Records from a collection

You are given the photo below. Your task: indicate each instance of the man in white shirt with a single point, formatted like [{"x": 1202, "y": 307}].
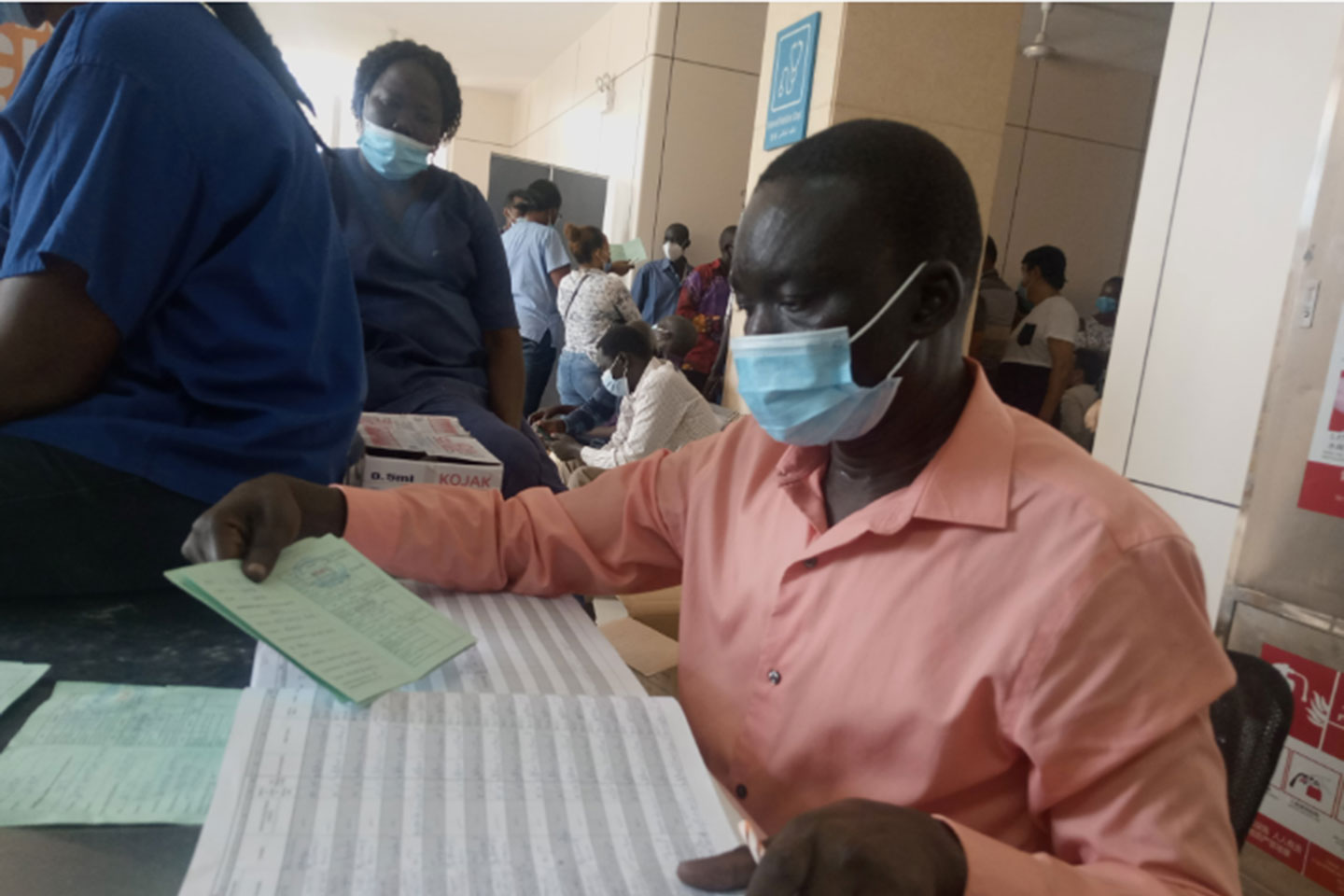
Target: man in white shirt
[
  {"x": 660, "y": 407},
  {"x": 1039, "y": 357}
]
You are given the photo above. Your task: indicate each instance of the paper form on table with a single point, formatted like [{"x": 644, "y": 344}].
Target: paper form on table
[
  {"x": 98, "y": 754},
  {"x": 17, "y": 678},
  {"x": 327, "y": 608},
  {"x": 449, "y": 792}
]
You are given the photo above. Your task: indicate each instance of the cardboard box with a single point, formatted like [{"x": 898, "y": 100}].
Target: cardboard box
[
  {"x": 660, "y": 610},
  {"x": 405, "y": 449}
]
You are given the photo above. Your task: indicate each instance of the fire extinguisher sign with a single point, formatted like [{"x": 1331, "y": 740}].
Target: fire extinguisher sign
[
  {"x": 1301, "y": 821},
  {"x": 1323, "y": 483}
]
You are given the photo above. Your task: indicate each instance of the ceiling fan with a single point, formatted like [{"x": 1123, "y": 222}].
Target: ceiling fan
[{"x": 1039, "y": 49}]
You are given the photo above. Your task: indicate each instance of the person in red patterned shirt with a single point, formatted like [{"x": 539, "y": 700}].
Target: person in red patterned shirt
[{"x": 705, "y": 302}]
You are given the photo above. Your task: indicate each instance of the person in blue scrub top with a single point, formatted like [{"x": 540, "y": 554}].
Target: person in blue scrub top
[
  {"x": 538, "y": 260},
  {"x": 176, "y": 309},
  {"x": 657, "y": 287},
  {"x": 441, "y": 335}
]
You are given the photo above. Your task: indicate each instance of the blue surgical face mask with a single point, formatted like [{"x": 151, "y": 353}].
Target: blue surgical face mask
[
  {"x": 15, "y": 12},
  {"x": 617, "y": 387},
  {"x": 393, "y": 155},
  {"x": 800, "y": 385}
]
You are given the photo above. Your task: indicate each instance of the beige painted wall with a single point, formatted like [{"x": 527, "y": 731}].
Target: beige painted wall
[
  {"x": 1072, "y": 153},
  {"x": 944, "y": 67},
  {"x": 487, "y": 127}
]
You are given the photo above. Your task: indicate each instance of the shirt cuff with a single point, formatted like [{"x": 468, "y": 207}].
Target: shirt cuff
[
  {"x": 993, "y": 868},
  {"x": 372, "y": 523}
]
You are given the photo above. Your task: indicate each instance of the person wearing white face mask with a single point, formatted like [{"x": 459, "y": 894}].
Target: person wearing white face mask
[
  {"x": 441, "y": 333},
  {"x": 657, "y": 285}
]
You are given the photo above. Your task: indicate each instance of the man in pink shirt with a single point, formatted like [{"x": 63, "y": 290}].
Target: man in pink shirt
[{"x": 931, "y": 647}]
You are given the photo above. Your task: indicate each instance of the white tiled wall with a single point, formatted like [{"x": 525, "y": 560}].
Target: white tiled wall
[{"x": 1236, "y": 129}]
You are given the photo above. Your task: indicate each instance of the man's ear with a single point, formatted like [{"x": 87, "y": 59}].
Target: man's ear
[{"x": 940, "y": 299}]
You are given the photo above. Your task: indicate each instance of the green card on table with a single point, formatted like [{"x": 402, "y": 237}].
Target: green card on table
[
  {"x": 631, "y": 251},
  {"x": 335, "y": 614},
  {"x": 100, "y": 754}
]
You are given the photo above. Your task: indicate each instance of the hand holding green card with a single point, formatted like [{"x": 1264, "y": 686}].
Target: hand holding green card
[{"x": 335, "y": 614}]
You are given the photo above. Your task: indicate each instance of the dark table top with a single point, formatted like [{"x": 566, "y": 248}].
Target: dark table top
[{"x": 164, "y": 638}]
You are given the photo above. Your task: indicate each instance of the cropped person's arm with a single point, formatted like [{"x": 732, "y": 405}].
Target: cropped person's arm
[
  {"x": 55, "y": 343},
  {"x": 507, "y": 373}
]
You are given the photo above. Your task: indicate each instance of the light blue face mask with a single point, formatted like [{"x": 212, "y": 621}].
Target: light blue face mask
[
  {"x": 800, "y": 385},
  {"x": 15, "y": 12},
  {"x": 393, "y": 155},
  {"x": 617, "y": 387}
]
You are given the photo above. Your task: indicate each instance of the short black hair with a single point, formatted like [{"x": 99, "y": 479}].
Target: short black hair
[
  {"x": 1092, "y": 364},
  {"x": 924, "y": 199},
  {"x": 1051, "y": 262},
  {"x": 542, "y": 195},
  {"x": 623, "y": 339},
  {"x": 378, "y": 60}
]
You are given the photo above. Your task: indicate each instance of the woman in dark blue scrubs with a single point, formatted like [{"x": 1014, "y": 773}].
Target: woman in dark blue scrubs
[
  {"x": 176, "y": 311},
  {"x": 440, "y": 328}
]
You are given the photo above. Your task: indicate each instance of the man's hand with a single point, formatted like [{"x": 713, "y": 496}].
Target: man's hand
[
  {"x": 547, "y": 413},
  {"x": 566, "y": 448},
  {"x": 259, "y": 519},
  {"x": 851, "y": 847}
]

---

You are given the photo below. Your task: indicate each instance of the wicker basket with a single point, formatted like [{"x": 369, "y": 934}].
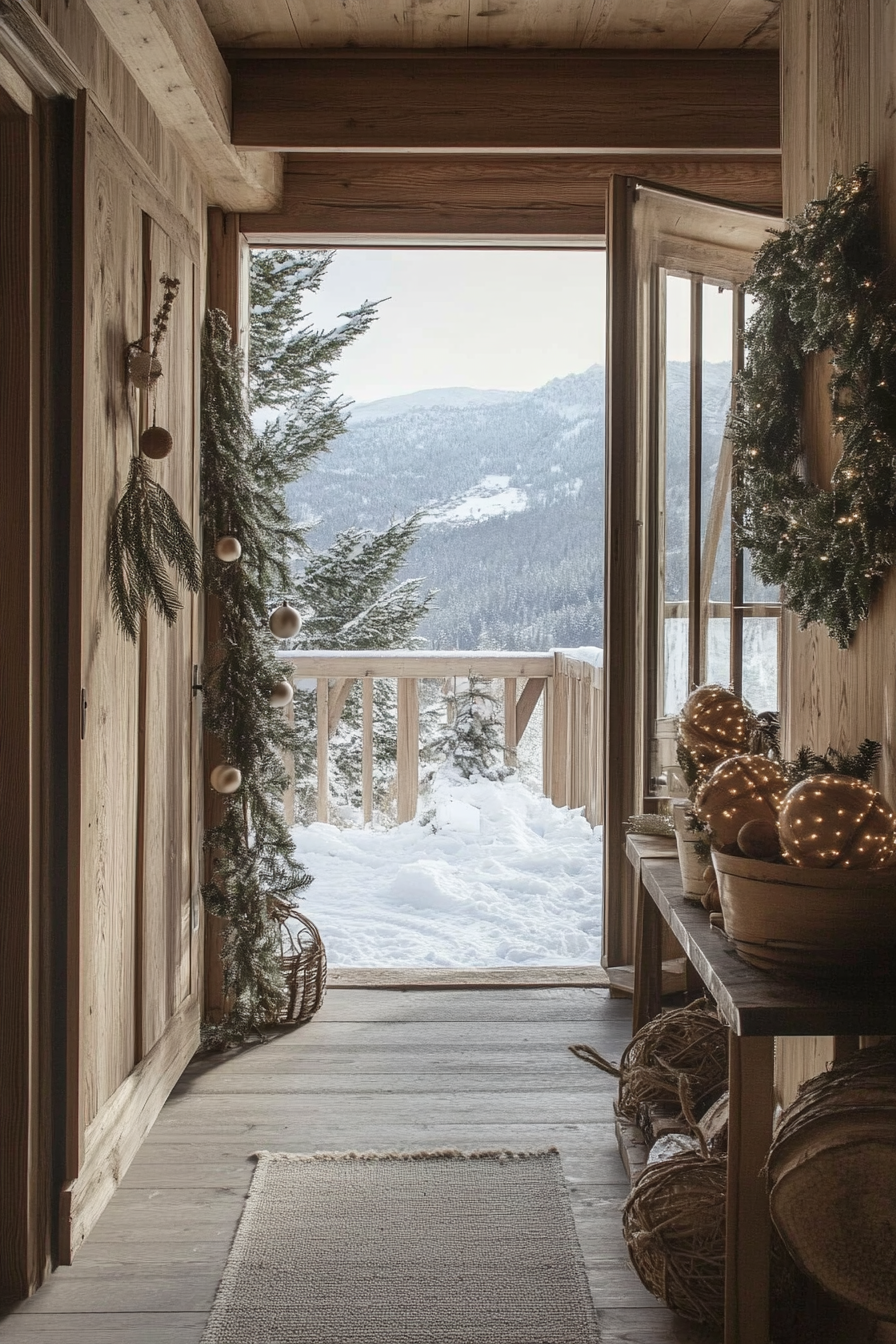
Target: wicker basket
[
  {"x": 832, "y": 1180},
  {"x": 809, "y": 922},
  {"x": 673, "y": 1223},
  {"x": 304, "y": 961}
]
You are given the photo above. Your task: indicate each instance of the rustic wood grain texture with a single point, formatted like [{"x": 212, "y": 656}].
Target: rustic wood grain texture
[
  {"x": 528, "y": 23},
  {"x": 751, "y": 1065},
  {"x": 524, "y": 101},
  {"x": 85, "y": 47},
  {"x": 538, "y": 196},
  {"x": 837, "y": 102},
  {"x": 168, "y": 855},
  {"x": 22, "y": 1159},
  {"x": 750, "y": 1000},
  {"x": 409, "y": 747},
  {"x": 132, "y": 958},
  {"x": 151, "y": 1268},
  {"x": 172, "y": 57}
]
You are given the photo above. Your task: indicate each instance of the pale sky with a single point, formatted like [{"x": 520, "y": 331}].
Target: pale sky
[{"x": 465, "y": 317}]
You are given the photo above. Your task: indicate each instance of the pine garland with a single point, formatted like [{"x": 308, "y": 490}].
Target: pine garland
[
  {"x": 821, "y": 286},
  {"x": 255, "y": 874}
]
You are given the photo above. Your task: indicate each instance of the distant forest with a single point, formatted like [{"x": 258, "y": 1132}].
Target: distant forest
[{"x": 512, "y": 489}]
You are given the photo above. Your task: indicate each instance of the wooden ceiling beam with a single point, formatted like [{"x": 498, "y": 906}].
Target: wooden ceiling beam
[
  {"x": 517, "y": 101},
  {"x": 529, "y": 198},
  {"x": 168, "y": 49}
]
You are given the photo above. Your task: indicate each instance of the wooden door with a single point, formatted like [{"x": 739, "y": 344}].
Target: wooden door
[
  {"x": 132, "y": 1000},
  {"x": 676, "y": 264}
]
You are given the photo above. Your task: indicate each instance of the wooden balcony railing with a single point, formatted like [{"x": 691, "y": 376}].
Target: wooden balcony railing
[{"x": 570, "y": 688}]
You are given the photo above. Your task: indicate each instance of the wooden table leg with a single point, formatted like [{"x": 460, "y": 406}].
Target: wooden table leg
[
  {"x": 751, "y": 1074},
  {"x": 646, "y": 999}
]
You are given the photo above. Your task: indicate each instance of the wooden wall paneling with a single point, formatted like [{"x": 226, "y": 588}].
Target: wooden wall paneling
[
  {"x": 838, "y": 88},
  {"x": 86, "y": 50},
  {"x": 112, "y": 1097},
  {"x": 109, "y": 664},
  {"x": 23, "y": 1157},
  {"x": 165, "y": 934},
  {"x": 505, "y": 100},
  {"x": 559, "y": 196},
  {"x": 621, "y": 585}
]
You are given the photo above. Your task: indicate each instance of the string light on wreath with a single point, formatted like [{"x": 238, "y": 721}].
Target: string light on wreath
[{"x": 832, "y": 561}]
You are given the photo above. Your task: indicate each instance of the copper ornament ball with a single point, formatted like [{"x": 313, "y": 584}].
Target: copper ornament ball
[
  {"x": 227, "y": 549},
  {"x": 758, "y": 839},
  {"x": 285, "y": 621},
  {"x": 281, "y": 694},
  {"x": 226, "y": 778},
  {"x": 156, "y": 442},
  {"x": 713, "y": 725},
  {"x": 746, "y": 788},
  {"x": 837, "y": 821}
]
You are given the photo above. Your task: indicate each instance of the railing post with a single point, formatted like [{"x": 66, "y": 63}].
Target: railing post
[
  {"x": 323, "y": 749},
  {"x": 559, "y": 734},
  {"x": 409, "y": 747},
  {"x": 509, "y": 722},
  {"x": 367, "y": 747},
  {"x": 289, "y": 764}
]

--

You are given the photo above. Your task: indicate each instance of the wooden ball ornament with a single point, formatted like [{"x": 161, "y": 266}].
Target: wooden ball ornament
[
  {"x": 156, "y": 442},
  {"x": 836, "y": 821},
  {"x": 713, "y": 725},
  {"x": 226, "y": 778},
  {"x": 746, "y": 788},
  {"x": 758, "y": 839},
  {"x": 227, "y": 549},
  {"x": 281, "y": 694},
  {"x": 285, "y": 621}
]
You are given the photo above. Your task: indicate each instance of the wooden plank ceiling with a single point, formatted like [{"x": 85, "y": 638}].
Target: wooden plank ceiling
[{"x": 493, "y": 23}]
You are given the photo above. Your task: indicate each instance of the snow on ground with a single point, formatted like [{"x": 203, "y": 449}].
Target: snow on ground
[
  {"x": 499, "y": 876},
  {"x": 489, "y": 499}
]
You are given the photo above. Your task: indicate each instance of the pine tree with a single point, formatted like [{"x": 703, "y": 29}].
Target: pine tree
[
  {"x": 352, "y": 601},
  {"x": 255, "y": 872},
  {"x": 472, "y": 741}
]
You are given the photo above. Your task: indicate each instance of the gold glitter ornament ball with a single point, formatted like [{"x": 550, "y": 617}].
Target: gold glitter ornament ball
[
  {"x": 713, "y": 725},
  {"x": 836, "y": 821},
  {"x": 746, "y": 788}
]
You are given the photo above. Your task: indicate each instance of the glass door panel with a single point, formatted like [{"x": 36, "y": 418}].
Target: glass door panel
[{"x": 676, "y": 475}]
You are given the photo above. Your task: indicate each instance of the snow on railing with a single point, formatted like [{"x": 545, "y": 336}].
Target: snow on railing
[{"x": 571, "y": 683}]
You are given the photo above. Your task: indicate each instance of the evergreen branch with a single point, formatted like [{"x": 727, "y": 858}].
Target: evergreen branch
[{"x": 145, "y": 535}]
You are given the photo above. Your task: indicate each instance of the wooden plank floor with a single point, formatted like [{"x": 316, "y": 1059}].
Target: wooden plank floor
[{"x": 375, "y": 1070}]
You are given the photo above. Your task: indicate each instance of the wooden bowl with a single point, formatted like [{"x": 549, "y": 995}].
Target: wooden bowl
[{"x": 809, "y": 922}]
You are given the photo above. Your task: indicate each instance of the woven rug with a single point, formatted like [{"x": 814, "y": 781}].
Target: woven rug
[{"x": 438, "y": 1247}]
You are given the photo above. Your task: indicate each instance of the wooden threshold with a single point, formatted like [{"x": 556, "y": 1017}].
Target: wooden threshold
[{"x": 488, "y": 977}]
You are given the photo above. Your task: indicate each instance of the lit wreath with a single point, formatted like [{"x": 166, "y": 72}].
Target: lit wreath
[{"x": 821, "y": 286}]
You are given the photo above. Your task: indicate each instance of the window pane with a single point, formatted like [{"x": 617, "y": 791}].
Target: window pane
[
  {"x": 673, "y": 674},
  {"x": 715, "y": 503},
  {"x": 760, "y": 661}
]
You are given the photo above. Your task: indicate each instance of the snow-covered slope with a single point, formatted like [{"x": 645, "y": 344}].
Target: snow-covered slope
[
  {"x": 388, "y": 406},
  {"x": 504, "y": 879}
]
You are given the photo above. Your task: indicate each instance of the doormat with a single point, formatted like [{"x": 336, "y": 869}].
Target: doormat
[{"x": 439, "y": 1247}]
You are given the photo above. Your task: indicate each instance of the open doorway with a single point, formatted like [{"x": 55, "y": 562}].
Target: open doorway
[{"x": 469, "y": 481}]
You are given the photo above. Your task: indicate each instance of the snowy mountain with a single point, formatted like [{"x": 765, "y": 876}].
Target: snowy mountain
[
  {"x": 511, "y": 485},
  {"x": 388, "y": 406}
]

▶ Exercise aim
All lines above from the one containing "the wooden threshold" to the one containing "of the window" must be repeated exactly, both lines included, and no others.

▶ Answer to this task
You are given the photo above. Your task: indicate each instance of the wooden threshold with a single point, formatted like [{"x": 556, "y": 1017}].
Target: wooden threshold
[{"x": 488, "y": 977}]
You are given the photo above. Your task: indicate each instance of the lit wreath with a single point, formatted like [{"x": 166, "y": 72}].
Target: lit wreath
[{"x": 821, "y": 286}]
You are given the photo above. Your task: indicate each instance of the window pane with a single point, formatted like [{"x": 617, "y": 791}].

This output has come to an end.